— WHAT IS EXPECTED —
Reproduce the data below word for word.

Dataset items
=== Begin Enclosure ===
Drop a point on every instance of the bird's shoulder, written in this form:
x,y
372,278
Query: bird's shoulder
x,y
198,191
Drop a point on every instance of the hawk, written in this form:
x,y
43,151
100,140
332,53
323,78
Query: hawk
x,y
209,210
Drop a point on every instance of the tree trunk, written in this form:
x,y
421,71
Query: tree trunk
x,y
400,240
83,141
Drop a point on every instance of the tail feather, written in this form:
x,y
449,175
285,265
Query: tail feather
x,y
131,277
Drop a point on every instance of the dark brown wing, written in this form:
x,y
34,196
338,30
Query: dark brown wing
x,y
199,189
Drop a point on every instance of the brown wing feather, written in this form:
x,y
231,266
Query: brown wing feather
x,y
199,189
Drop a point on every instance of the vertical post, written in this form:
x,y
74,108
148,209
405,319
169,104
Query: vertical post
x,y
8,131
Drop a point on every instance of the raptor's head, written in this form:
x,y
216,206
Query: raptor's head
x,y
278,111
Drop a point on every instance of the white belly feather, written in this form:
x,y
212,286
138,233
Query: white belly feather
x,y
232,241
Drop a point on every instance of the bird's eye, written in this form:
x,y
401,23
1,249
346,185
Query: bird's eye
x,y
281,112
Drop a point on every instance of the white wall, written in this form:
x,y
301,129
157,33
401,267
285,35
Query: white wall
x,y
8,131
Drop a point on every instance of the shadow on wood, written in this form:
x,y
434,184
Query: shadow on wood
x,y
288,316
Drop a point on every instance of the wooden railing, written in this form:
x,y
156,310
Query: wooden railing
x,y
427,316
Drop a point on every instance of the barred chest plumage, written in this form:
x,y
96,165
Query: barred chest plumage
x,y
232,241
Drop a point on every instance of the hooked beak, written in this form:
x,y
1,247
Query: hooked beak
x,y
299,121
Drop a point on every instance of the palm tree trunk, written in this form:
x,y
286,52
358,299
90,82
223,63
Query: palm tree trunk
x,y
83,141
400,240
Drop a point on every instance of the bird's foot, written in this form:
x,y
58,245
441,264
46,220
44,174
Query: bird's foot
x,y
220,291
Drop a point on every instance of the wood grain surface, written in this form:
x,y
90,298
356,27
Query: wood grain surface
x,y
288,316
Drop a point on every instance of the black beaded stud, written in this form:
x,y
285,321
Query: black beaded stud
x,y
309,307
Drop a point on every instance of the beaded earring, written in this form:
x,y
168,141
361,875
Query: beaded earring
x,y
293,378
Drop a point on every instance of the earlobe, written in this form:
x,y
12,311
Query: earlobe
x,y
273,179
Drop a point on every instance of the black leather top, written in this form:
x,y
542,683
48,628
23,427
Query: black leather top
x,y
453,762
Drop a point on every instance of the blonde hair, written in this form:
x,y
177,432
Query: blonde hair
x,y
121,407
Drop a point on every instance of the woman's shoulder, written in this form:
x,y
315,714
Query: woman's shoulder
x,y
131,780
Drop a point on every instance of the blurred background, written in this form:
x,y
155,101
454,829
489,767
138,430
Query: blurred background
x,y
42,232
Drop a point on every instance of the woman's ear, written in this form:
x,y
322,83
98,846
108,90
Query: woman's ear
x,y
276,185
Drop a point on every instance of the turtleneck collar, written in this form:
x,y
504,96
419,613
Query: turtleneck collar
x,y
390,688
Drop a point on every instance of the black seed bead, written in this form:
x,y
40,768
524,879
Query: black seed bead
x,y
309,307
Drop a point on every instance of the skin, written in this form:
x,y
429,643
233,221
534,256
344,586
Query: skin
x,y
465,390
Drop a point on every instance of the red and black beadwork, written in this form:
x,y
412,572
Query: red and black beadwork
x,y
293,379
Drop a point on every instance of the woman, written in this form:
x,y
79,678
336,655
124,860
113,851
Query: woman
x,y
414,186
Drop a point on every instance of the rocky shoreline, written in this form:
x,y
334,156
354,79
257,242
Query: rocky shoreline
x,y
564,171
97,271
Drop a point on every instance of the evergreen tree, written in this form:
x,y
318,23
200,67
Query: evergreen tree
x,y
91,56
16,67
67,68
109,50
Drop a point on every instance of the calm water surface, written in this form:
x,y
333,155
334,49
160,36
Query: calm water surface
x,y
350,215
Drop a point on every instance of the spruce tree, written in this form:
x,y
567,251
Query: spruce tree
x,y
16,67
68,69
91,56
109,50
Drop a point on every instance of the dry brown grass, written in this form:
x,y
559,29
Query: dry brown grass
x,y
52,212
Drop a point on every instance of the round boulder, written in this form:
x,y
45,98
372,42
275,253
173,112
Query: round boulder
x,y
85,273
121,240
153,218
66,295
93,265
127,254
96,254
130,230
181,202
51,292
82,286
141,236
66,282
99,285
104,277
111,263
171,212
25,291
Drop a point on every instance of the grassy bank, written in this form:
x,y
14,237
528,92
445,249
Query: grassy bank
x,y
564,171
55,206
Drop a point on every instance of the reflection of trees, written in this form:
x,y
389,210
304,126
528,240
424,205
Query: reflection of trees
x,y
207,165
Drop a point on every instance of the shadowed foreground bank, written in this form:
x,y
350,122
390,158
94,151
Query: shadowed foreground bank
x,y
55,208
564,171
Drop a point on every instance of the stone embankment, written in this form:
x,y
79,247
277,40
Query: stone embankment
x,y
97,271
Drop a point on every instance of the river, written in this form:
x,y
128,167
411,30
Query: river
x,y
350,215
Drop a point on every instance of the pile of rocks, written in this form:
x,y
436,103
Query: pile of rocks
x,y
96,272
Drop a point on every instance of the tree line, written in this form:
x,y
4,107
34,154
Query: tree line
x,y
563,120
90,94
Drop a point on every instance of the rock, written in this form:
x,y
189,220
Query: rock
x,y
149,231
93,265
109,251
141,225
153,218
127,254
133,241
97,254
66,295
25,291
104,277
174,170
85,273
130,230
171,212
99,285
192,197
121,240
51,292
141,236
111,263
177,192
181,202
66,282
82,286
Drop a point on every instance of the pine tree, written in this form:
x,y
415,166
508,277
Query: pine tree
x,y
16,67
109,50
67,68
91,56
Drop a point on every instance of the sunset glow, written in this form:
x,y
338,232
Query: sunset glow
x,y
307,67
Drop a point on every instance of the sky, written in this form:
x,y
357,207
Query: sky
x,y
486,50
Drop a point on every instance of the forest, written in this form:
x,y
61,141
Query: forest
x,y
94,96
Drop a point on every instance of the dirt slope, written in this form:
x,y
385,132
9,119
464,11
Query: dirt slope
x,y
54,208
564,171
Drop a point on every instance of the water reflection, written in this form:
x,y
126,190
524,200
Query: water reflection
=== End Enclosure ===
— THE COMPLETED TASK —
Drop a point on every instance of the bird's shoulder, written in this form:
x,y
372,278
Query: bird's shoulder
x,y
198,191
Drop a point on every instance of the hawk, written in this form:
x,y
43,151
100,140
332,53
323,78
Query: hawk
x,y
209,210
Drop a point on every instance of the tree trunk, written in this form:
x,y
421,71
Query: tree trunk
x,y
400,240
83,141
Drop a point on every instance of the tail feather, written in this form:
x,y
449,175
285,265
Query: tail feather
x,y
131,277
Drop a point on every instance of the dark brown wing, written in this form:
x,y
34,196
338,30
Query: dark brown wing
x,y
199,189
Drop a point on every instance of the brown wing feather, written in this form:
x,y
231,266
Query: brown wing feather
x,y
199,189
Drop a point on every instance of the vertical post, written in this form:
x,y
74,108
148,209
405,319
169,104
Query: vertical post
x,y
8,131
Drop a point on every instance of the raptor's head, written in this form:
x,y
216,206
Query: raptor's head
x,y
278,111
Drop a point on every instance of the white belly feather, written in this form:
x,y
212,286
138,233
Query: white belly feather
x,y
232,241
Drop a point on every instance of the bird's eye, written in this form:
x,y
401,23
1,249
346,185
Query: bird's eye
x,y
281,112
Drop a point on every instance of the white wall, written in this form:
x,y
301,129
157,33
401,267
285,35
Query: white wall
x,y
8,131
Drop a point on every instance of the shadow on wood, written in this form:
x,y
434,184
Query: shadow on wood
x,y
288,316
Drop a point on every instance of the wooden railing, written in this form:
x,y
156,310
Query: wooden railing
x,y
427,316
Drop a point on every instance of the barred chest plumage, written in this form:
x,y
96,165
Query: barred chest plumage
x,y
232,241
Drop a point on every instance of the hooked beak, written in this form:
x,y
1,247
Query: hooked beak
x,y
299,121
Drop a point on every instance of the palm tree trunk, written in this form:
x,y
286,52
358,299
90,82
223,63
Query: palm tree trunk
x,y
83,141
400,240
Drop a point on every instance of the bird's foot, written in this form:
x,y
58,245
441,264
46,220
44,174
Query: bird's foot
x,y
220,291
Drop a point on every instance of the wood grain surface, written in this form:
x,y
90,298
356,27
Query: wood grain surface
x,y
288,316
Drop a point on every instance of the black beaded stud, written in this form:
x,y
285,321
Query: black beaded stud
x,y
309,307
Drop a point on every instance of the beaded earring, written in this form:
x,y
168,141
361,875
Query: beaded earring
x,y
293,378
Drop a point on every instance of the earlobe, written in this form:
x,y
12,311
Query: earlobe
x,y
273,179
Drop a point on every instance of the black leather top, written in this form:
x,y
542,683
48,628
23,427
Query: black leather top
x,y
453,762
Drop a point on every instance of the blonde hair, written in this form:
x,y
177,432
Query: blonde hair
x,y
121,407
Drop a point on every instance of the woman's shoulder, written in this form:
x,y
315,714
Query: woman's shoulder
x,y
131,780
Drop a point on every instance of the blurred background, written in this form:
x,y
155,101
454,829
489,767
138,430
Query: blurred background
x,y
42,232
Drop a point on every instance of the woman's ear, written in this form:
x,y
322,83
98,846
108,90
Query: woman's ear
x,y
276,185
Drop a point on every instance of the turtleneck collar, written in this form:
x,y
504,96
419,613
Query: turtleneck collar
x,y
390,688
Drop a point on every instance of the black seed bead, written in this form:
x,y
40,768
524,879
Query: black seed bead
x,y
309,307
Drop a point on every instance of the skin, written in this form:
x,y
429,643
233,221
534,256
344,586
Query: skin
x,y
465,390
Drop a point on every instance of the red and black beadwork, written in this form:
x,y
412,572
Query: red and black beadwork
x,y
293,379
Drop a point on every instance of the woman, written in this form:
x,y
79,678
336,655
124,860
113,851
Query: woman
x,y
414,186
Drop a point on every instance of the rocky shoreline, written in this form:
x,y
334,156
354,79
257,242
Query: rocky shoreline
x,y
564,171
97,271
Drop a point on every instance of the evergreen tree, written in this form:
x,y
318,23
200,67
Query: evergreen tree
x,y
91,56
16,67
67,68
109,50
Drop a point on every instance of the calm water surface, written in this form:
x,y
333,155
334,49
160,36
Query: calm water surface
x,y
350,215
Drop a point on every instance of the spruce tree, written in this form:
x,y
567,251
Query: spruce tree
x,y
16,67
68,69
91,56
109,50
Drop a point on every instance of the dry brown grass, written in this form:
x,y
559,29
Query: dry brown grass
x,y
52,212
Drop a point on every instance of the round boulder, written in this form:
x,y
45,98
372,42
275,253
173,112
Query: round boulder
x,y
85,273
121,240
153,218
66,295
93,265
127,254
96,254
130,230
181,202
51,292
82,286
141,236
66,282
99,285
104,277
111,263
171,212
25,291
Drop a point on every instance of the grassy bank, written in this form:
x,y
14,237
528,92
445,249
Query: grassy bank
x,y
564,171
55,206
Drop a point on every instance of the reflection of trees, written in this form:
x,y
389,210
304,126
528,240
424,205
Query: reflection of trees
x,y
207,165
Drop a point on every instance of the shadowed foreground bank, written in this form:
x,y
350,122
390,158
94,151
Query: shadowed foreground bank
x,y
55,208
564,171
Drop a point on every instance of the stone embankment, written in this form:
x,y
79,247
277,40
Query: stone embankment
x,y
97,271
Drop a point on every instance of the river, written in this form:
x,y
128,167
411,30
Query: river
x,y
350,215
Drop a point on every instance of the pile of rocks, written in this form:
x,y
436,103
Query: pile of rocks
x,y
96,272
Drop a point on every instance of the tree line, written in this form:
x,y
4,107
34,154
Query: tree line
x,y
563,120
90,94
Drop a point on every instance of the rock, written in this form:
x,y
189,220
Query: rock
x,y
149,231
93,265
109,251
141,225
153,218
127,254
133,241
97,254
66,295
25,291
104,277
174,170
85,273
130,230
171,212
99,285
192,197
121,240
51,292
141,236
111,263
177,192
181,202
66,282
82,286
Drop a point on every instance of the pine tree, written in this form:
x,y
415,166
508,277
Query: pine tree
x,y
16,67
109,50
67,68
91,56
Drop a point on every instance of the sunset glow, written in this form:
x,y
338,232
Query: sunset glow
x,y
307,67
Drop a point on every instance of the sky, written in this form:
x,y
357,207
Query: sky
x,y
486,50
Drop a point on every instance of the forest, written in this form:
x,y
61,141
Query: forest
x,y
94,96
Drop a point on every instance of the dirt slope, written in this form:
x,y
385,132
9,119
464,11
Query: dirt slope
x,y
54,208
564,171
Drop a point on every instance of the water reflection, written in this form:
x,y
126,190
524,200
Query: water reflection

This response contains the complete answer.